┏━━

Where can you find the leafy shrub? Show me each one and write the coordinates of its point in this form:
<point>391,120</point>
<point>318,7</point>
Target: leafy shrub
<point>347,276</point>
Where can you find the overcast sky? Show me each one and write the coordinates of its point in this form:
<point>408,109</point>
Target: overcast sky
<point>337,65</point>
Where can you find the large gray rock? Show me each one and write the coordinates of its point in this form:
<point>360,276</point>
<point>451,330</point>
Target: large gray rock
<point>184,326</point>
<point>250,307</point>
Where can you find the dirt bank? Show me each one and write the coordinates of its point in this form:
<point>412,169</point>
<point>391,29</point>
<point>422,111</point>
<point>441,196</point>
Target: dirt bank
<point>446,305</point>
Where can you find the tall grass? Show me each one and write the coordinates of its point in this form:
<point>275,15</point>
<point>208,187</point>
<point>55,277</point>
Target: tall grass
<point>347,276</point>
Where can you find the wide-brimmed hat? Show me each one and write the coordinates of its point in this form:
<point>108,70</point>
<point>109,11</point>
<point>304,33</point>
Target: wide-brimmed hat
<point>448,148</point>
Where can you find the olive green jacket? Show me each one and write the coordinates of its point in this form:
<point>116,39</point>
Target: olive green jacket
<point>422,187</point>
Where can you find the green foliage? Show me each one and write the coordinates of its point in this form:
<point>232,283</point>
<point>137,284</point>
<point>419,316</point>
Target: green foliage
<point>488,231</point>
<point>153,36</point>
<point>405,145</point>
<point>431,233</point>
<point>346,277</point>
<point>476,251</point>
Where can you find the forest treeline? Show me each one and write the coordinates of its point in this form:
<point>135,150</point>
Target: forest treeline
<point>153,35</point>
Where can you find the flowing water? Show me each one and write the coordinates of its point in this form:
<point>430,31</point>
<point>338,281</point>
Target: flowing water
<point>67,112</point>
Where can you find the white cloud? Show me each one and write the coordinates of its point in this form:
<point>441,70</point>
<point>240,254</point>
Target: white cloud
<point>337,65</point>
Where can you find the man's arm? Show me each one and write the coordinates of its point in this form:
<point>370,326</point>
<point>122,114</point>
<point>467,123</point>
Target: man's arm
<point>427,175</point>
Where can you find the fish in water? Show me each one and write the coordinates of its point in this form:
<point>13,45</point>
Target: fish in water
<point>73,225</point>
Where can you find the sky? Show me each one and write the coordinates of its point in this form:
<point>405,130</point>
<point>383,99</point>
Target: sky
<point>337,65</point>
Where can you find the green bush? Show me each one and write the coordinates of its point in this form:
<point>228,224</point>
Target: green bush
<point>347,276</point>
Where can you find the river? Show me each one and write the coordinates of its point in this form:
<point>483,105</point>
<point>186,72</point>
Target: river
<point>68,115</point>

┗━━

## Exercise goal
Only the last part of the records is wanted. Repeat it exactly, beginning at the line containing "<point>137,284</point>" and ending at the final line.

## Finished task
<point>137,284</point>
<point>419,316</point>
Target: green foliage
<point>488,231</point>
<point>153,36</point>
<point>405,145</point>
<point>431,233</point>
<point>346,277</point>
<point>476,251</point>
Where can you find the forest treeline? Show me each one and write the coordinates of its point in this form:
<point>135,150</point>
Target: forest treeline
<point>153,35</point>
Where can you find the flowing water? Show me each one and write the coordinates of its point in this form:
<point>430,31</point>
<point>338,281</point>
Target: flowing water
<point>67,112</point>
Where can you find the white cloud? Show me each one and write the coordinates of its point in this form:
<point>441,70</point>
<point>240,254</point>
Target: white cloud
<point>337,65</point>
Where can you find the man's arm? Show me each one and write the coordinates of its point in this form:
<point>370,326</point>
<point>122,114</point>
<point>467,123</point>
Target: man's arm
<point>427,175</point>
Where can you find the fish in water? Show me each one and write the coordinates of its point in this form:
<point>13,45</point>
Target: fish in water
<point>73,225</point>
Where can you find the sky? Show me each one and write the coordinates of its point in this form:
<point>405,130</point>
<point>383,99</point>
Target: sky
<point>337,65</point>
Where can you find the green bush? Show me each one and write the coordinates of its point in this form:
<point>228,224</point>
Target: green bush
<point>347,276</point>
Where can you find the river? Show me each one and write the coordinates of its point in this form:
<point>483,105</point>
<point>186,72</point>
Target: river
<point>68,115</point>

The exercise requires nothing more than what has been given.